## START Stored records
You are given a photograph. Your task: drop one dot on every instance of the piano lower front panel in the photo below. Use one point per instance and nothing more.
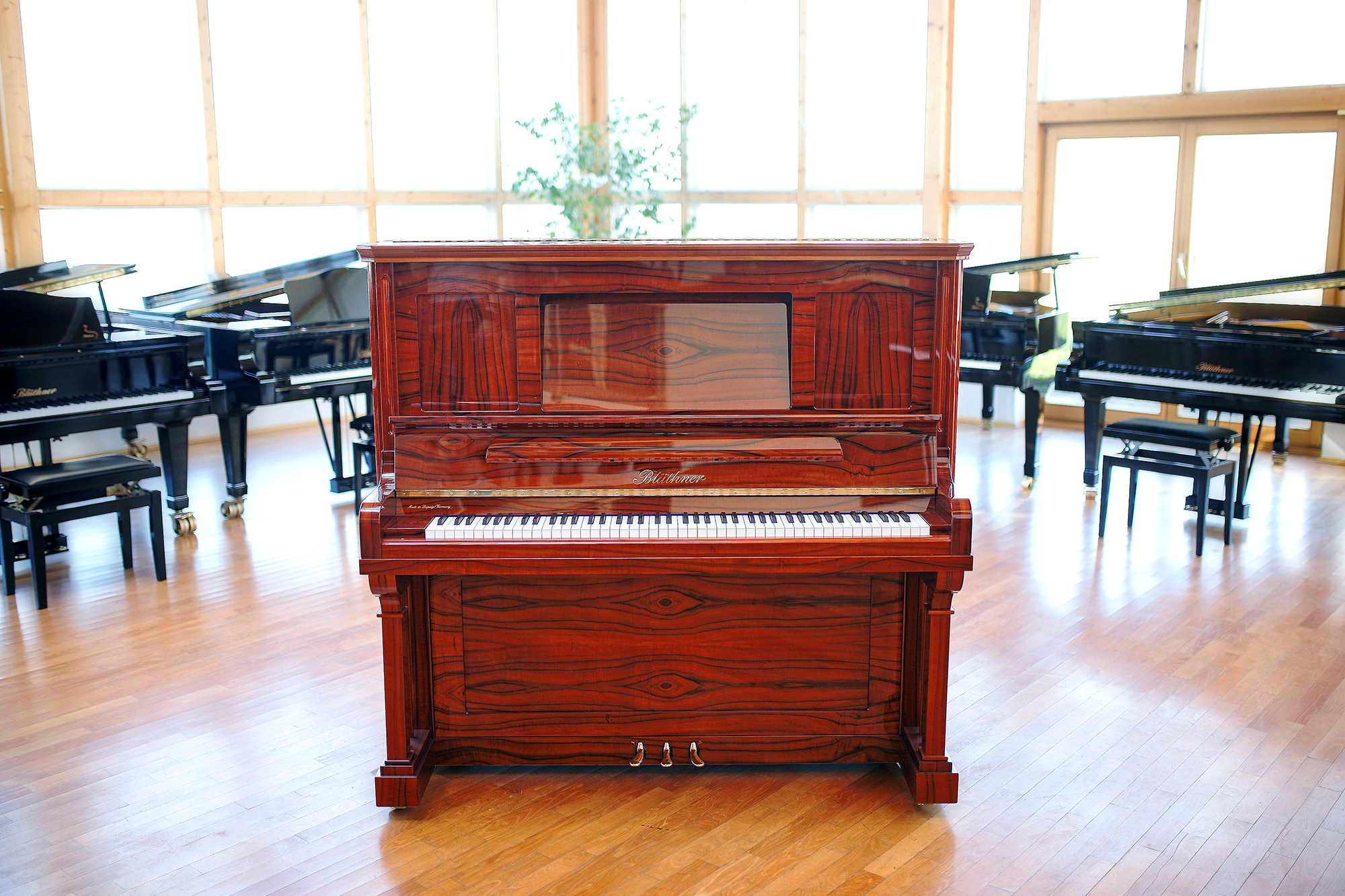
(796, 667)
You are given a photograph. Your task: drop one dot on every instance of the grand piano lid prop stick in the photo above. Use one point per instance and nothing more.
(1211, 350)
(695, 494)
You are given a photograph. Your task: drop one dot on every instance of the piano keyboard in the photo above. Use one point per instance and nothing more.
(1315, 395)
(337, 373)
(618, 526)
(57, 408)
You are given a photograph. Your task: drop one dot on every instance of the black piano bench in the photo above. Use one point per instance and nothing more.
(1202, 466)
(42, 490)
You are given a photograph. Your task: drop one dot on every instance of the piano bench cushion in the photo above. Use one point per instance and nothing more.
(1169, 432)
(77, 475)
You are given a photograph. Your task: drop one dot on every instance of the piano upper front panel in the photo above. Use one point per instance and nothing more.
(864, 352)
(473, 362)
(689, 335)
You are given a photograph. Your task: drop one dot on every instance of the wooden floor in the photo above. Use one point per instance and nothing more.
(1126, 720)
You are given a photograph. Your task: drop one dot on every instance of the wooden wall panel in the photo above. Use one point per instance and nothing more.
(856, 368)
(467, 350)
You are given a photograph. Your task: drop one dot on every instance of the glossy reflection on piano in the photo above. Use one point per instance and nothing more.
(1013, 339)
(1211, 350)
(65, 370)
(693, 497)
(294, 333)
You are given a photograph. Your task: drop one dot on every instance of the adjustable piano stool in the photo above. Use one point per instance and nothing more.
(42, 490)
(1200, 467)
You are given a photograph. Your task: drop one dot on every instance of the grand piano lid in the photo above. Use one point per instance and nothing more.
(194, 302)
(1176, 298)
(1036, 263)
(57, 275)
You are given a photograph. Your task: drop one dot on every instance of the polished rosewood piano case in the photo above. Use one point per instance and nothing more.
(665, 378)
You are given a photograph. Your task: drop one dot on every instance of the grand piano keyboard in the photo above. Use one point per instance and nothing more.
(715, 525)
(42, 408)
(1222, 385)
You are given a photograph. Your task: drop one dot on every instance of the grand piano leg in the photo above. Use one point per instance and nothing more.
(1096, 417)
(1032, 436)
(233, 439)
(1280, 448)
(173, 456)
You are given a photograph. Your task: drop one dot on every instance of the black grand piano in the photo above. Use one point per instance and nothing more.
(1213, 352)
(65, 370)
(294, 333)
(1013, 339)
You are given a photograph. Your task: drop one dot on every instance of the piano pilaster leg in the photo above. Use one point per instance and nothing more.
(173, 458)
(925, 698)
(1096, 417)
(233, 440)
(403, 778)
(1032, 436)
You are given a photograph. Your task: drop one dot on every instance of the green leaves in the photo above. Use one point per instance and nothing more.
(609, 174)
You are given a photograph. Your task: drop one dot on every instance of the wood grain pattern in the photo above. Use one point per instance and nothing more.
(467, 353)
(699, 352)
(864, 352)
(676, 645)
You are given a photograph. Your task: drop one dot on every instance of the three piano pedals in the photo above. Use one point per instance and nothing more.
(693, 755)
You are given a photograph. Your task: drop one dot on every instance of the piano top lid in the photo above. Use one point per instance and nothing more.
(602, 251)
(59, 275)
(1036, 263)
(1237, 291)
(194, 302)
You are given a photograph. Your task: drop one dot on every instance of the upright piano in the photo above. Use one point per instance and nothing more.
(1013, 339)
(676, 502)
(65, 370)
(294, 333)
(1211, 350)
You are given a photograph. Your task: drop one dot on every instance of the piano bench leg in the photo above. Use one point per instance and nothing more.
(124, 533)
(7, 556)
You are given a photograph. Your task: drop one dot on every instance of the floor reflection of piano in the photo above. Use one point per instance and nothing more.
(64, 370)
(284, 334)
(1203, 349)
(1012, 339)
## END Stored records
— Job —
Render every record above as a two-column CSV with the headers instruction and points, one row per record holding its text and its answer, each in a single quoted field with line breaks replaced by spaces. Leave the pictures out.

— Output of the task —
instruction,points
"You are given a photograph. Your task: drop one dot on every instance of the piano lower front panel in the photo below. Use one point per instance and nothing more.","(796, 667)"
"You are given a photograph. Your task: drop one dot on every instance of the grand piano lid prop stick in the photo above. Use one point per instance and nothing more.","(1211, 350) (695, 494)"
"You are given a photograph. Your task: drop one dot on every instance of the piano keyboard in the photo above. Use one point per instance and nothing more.","(1315, 395) (337, 373) (618, 526) (57, 408)"
"You are given a photograph. Your task: drop one dot on every instance of the black piano bench in the photo above. Use one point per instance and nothing more.","(1202, 466) (42, 490)"
"You are given a photograph. Your task: drop one dot on every instance of the piano bench cushion in the photo above. Use one point per instance and nothing more.","(1169, 432) (77, 475)"
"You are given a photograph. Your task: drop one dot on every instance of the piano upper front panel in the photo above. Use one point per instance and nothing more.","(864, 352) (473, 362) (689, 335)"
"You are given a photograph. Your task: drop one dot on every instance of the wooden floor in the photo above. Use one point per instance and nothing more.","(1126, 720)"
"You are given a photograph. Your task: drop one dot on every instance of the wooden wall panel in the photo above. Use one point per instance and nothing more.","(856, 368) (467, 350)"
"You are given a photograph. Your task: drop one dot on every instance of the glossy reflection on piano in the photo above. Use one point per instance and nothing more.","(1013, 339) (1211, 350) (65, 370) (693, 497) (294, 333)"
"You are given a photograph. Your task: drop one dot on every instance of the adjustable piano stool in the photo above. Use one point per instance and nothing more.","(42, 490) (1200, 467)"
"You are given a photograph. Your task: drop one dot on every instance of the grand piano lid in the photo above. Use one point per instance and nothing more.","(194, 302) (1176, 298) (1036, 263) (57, 275)"
"You are given a photograph. Your task: drop one dot on every instance of the polished rosewood piano case in the photo above. Use one point per instance and nothing more.","(665, 378)"
"You are given a photograph. Your task: drop one dot on every instance of the grand piano keyboard in the photo above. Use one point per instance and nothing more.","(715, 525) (42, 408) (1222, 385)"
"You are given a photograph. Your task: drop one dot on every instance of the grand piano leg in the photo above. Use one point per instance and nothing more.","(1096, 417) (1032, 436) (233, 439) (1280, 448) (173, 456)"
"You are given a photograph. Your task: drop one dot on every instance of the black grand piano in the photo above. Use one point per instance and nothing more.","(1213, 352) (65, 370) (294, 333) (1013, 339)"
"You are given a photograph. Your task: drop one dot on every instance of the piano pilaster leg in the photo above. Use one point per instance and nothing more.","(173, 458) (925, 698) (1096, 417) (233, 440) (403, 778) (1032, 436)"
"You are given a photograph. Your task: drop one dot on every instance of the green leaves in the photo above. Use one point per instance and nothing more.","(609, 174)"
"You are given a photograph. Your task: drop one dot on every instance of the wood grain pattern in the photo above. Use one point per instance and nothing more.","(467, 353) (699, 352) (864, 352) (676, 645)"
"You are given a photograph. Your task: drop one dot on every instance of the three piano pedals in the photo above. Use one point per instance and nothing more.","(693, 755)"
"You are given a photograph. Your task: drop one dot on every instance of the piano top lid in the photo above. Use one point per instance and nothing more.","(602, 251) (59, 275) (1036, 263) (1237, 291) (194, 302)"
"You are given a photograph. Your task: drop one dot on every instance of the upright piano in the photo above. Use one point per instance and nothing more.","(1013, 339) (676, 502) (65, 370) (294, 333) (1211, 350)"
"You are given a photograph. Your task: drop one dot on every instance of the piano bench leg in the photo above. Use one point per instance and nothing more.","(124, 533) (7, 556)"
"You are given a photograph. Your task: drop one dot on every instance of the floor reflection of piano in the photo above. Use one point per instance and nothing more.","(64, 370) (284, 334) (1203, 349) (1012, 339)"